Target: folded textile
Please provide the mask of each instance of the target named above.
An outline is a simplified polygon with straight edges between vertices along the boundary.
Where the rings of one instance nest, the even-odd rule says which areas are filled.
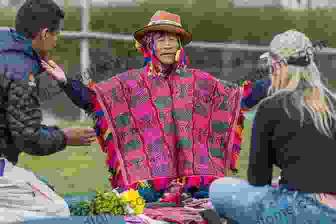
[[[144,214],[150,218],[178,224],[206,224],[198,211],[185,208],[145,208]]]

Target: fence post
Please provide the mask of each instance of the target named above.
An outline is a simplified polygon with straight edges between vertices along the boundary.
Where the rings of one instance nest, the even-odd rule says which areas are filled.
[[[82,12],[82,32],[89,32],[90,8],[90,0],[81,0]],[[83,78],[84,83],[88,84],[88,80],[85,78],[86,74],[90,67],[90,56],[88,51],[88,40],[82,38],[80,40],[80,73]],[[88,118],[84,110],[80,110],[80,120],[85,120]]]

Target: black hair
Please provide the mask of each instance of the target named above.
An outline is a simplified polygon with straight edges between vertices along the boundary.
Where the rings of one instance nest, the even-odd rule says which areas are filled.
[[[32,39],[44,28],[50,32],[58,31],[64,16],[52,0],[26,0],[16,14],[15,28],[25,38]]]

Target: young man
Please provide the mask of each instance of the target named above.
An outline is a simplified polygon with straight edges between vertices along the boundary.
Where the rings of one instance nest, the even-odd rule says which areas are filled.
[[[147,180],[162,196],[180,179],[186,190],[206,192],[213,180],[236,168],[240,104],[254,106],[266,96],[270,82],[240,87],[188,68],[183,45],[192,35],[178,15],[156,12],[134,38],[146,67],[92,88],[67,79],[52,61],[42,66],[62,83],[74,104],[96,115],[114,188],[122,190]],[[164,200],[178,197],[169,198]]]
[[[15,165],[21,152],[50,155],[66,146],[90,145],[95,138],[92,128],[41,124],[34,76],[44,70],[41,56],[55,46],[64,16],[52,0],[28,0],[18,12],[16,30],[0,32],[0,222],[68,216],[60,197]]]

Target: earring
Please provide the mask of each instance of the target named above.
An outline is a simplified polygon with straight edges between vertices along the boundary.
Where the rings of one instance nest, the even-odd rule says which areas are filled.
[[[178,62],[180,61],[180,56],[181,54],[180,49],[176,52],[176,56],[175,56],[175,62]]]

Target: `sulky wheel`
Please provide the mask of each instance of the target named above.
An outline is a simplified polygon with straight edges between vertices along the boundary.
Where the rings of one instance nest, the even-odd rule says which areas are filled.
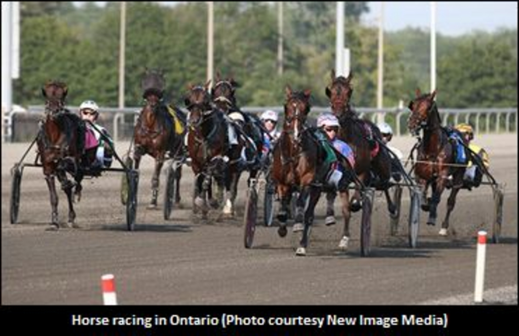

TASK DETAILS | Rewrite every line of the entries from the one containing "Target: young man" through the end of the entries, multiplying each outline vertex coordinate by 0.55 and rounding to whole numbers, with halves rounded up. Keep all other text unchanged and leave the pictures out.

ANSWER TO THE EXERCISE |
Target: young man
Please provide the mask of each instance of the target named above.
An outline is a simplified polygon with straight edges between vertices along the boundary.
Where the rings of one instance nest, the even-odd rule says which areas are filled.
[[[81,99],[89,108],[99,98],[102,105],[113,106],[117,99],[130,92],[132,57],[140,58],[146,53],[149,45],[132,48],[103,37],[101,25],[106,19],[98,8],[86,7],[74,21],[80,37],[51,48],[37,43],[29,34],[23,36],[34,46],[41,57],[53,63],[63,103],[67,105]],[[90,110],[98,108],[93,109]]]
[[[8,91],[12,84],[28,85],[36,80],[50,80],[52,76],[51,70],[23,68],[19,42],[24,39],[23,31],[30,25],[35,9],[29,0],[15,0],[10,7],[9,17],[0,18],[0,122],[37,119],[33,108]]]

Target: earring
Please provide the mask of each instance of the target named above.
An outline is a simplified polygon with straight edges between vertices along the boundary.
Where the rings of one instance nest, the even-odd rule says which areas are filled.
[[[98,34],[99,34],[99,31],[100,30],[99,27],[97,29],[97,31],[96,31],[96,34]]]

Target: `sulky wheel`
Please provide the mask of each instance of the target named above.
An outline is a simplified polygon with straight edges between vertices along the boundary.
Where the rings of one instance nest, the even-odd rule says which areas are filled.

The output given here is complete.